Exercise goal:
Express each of the lines below as a string in a single JSON list, one string per line, and leave out any blank lines.

Data shown:
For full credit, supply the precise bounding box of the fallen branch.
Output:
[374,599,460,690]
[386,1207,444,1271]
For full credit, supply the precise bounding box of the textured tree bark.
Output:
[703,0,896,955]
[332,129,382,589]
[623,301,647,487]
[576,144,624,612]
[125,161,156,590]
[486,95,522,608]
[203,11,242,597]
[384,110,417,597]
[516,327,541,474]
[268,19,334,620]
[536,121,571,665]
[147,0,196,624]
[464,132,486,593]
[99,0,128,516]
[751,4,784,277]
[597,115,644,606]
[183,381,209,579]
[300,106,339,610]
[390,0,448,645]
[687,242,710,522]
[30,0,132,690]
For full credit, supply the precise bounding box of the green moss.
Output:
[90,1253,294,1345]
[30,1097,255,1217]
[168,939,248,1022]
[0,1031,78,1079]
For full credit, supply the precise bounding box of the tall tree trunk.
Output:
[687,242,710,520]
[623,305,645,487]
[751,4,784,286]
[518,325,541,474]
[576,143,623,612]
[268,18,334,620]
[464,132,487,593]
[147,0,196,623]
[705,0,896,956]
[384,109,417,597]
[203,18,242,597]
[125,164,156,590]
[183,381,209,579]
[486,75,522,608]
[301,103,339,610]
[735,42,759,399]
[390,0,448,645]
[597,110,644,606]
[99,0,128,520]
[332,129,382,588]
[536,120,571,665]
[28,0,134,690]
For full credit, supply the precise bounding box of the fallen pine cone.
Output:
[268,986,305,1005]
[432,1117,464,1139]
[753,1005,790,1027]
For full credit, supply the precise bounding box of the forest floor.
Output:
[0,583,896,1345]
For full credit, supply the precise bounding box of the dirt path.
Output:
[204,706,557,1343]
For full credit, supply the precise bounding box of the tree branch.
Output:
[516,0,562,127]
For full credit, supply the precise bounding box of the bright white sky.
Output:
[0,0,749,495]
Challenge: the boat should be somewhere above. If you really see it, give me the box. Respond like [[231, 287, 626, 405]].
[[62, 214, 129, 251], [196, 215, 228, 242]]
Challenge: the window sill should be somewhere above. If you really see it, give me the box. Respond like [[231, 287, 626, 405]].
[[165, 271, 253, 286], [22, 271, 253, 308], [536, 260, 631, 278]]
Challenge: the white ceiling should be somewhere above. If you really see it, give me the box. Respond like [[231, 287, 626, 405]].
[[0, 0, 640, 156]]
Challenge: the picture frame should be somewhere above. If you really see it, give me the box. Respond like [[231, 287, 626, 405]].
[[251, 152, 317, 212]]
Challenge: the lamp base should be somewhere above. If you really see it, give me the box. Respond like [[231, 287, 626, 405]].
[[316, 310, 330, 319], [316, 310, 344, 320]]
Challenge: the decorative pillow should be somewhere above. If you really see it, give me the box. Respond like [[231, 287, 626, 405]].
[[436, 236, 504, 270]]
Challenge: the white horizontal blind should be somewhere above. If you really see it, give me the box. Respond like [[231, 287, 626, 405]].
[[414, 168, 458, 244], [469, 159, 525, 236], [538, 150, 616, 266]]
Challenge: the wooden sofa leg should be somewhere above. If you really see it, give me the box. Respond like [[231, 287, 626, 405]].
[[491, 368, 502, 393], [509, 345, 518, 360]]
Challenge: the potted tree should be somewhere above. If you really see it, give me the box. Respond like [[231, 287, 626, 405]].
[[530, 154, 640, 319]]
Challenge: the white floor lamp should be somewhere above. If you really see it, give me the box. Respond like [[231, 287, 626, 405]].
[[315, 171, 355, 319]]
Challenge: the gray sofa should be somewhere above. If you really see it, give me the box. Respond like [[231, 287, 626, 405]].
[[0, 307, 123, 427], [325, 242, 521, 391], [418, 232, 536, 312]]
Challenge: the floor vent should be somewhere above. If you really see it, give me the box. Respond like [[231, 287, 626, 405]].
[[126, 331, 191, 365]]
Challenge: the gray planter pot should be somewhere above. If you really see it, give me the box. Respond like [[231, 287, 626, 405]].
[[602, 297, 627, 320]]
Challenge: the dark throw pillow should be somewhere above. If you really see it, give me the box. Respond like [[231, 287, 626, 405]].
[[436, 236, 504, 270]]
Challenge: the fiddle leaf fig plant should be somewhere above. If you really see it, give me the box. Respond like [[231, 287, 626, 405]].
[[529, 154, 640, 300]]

Output for this task:
[
  "For full credit, supply the precise bounding box of the fallen branch.",
  "Output:",
  "[374,599,460,690]",
  "[386,1207,444,1271]",
  "For full credit, supply the precise bounding box of the textured tree bark.",
  "Output:",
  "[703,0,896,955]",
  "[332,129,382,589]",
  "[623,301,647,487]",
  "[576,144,624,612]",
  "[125,161,156,590]",
  "[486,95,522,608]",
  "[203,11,242,597]",
  "[384,110,417,597]",
  "[516,327,541,474]",
  "[268,19,334,620]",
  "[536,121,571,665]",
  "[147,0,196,624]",
  "[464,132,486,593]",
  "[99,0,128,516]",
  "[751,4,784,277]",
  "[597,115,644,606]",
  "[183,381,209,579]",
  "[300,106,339,610]",
  "[390,0,448,645]",
  "[687,242,710,522]",
  "[30,0,132,690]",
  "For full credit, supply the precise bounding box of the green moss.",
  "Output:",
  "[90,1253,294,1345]",
  "[30,1097,255,1217]",
  "[168,939,248,1022]",
  "[0,1031,78,1079]",
  "For full credit, supply the precise bounding box of the tall tree trunk.",
  "Output:",
  "[687,242,710,520]",
  "[623,305,645,487]",
  "[751,4,784,286]",
  "[518,325,541,474]",
  "[576,143,623,612]",
  "[268,18,334,620]",
  "[464,132,487,593]",
  "[147,0,196,623]",
  "[705,0,896,956]",
  "[384,109,417,597]",
  "[203,18,242,597]",
  "[125,164,156,590]",
  "[183,381,209,579]",
  "[486,75,522,608]",
  "[301,103,339,610]",
  "[735,42,759,399]",
  "[390,0,448,645]",
  "[597,110,644,606]",
  "[99,0,128,520]",
  "[332,129,382,588]",
  "[536,120,571,665]",
  "[28,0,134,690]",
  "For full credit, supply the precise bounding box of the fallen pine cone.",
  "Output:",
  "[268,986,305,1005]",
  "[432,1117,464,1139]",
  "[753,1005,790,1027]",
  "For full credit, supply the precise bounding box of the forest floor.",
  "Output:",
  "[0,583,896,1345]",
  "For full credit, supply the precise bounding box of the dirt path.",
  "Output:",
  "[204,706,557,1343]",
  "For full credit, supply the precise bounding box of the tree branch.",
  "Output:",
  "[516,0,562,127]",
  "For full credit, supply the precise bounding box of the bright white sky.",
  "Output:",
  "[0,0,749,495]",
  "Challenge: the boat should be somewhere above. If you really see it, give me the box. Respond like [[231, 287, 626, 405]].",
  "[[62, 214, 129, 251], [196, 215, 228, 242]]",
  "Challenge: the window sill should be somewhere above. If you really see it, give me the box. Respond like [[231, 287, 626, 405]].",
  "[[165, 271, 253, 286], [22, 271, 253, 308], [536, 260, 631, 278]]",
  "Challenge: the white ceiling should be somewhere above. If you really see it, give me the box. Respond like [[231, 287, 626, 405]].",
  "[[0, 0, 640, 156]]",
  "Challenge: the picture frame should be somewhere above. If you really see it, give me the box. Respond like [[231, 287, 626, 405]].",
  "[[251, 152, 317, 212]]",
  "Challenge: the lamp base should be somewhere above. If you really see it, give me the box. Respond like [[231, 287, 626, 405]].",
  "[[316, 310, 330, 319], [316, 310, 344, 320]]",
  "Challenge: the decorative pillow should be somewhere above. If you really see it, give me the box. Respond like [[231, 287, 626, 405]].",
  "[[436, 236, 504, 270]]",
  "Challenge: the white horizontal blind should be somewhere above. If you really see it, give me the box. Respond like [[231, 287, 626, 405]].",
  "[[414, 168, 458, 244], [469, 159, 525, 236], [538, 150, 616, 266]]",
  "Challenge: the wooden sofa leg should be somewhere above. If you really see it, give me the box. Respond like [[231, 287, 626, 405]].",
  "[[491, 368, 502, 393], [509, 345, 518, 360]]",
  "Challenge: the potted tree should be somewhere above. If you really see it, give me the box. Respond like [[231, 287, 626, 405]].",
  "[[530, 154, 640, 319]]",
  "Challenge: the white floor lamp should be somewhere above. If you really see it, give me the box. Respond like [[231, 287, 626, 405]].",
  "[[315, 171, 355, 319]]",
  "Challenge: the gray sofa should be somewhere above. If you really see it, give me the box. Respond like [[231, 287, 626, 405]].",
  "[[0, 307, 123, 427], [325, 242, 521, 391], [418, 232, 536, 312]]",
  "Challenge: the floor vent should be somewhere above. If you really see it, give me the box. Respond like [[231, 287, 626, 405]].",
  "[[126, 331, 191, 365]]",
  "Challenge: the gray planter pot should be somewhere above. If you really see it, give me the box. Respond like [[231, 287, 626, 405]].",
  "[[602, 297, 627, 320]]",
  "Challenge: the dark throw pillow should be somewhere above. If you really see it, give me the box. Respond like [[231, 287, 626, 405]].",
  "[[436, 236, 504, 270]]",
  "Challenge: the fiddle leaf fig plant should be somewhere above. If you really see it, give me the box. Respond like [[231, 287, 626, 405]].",
  "[[529, 154, 640, 300]]"
]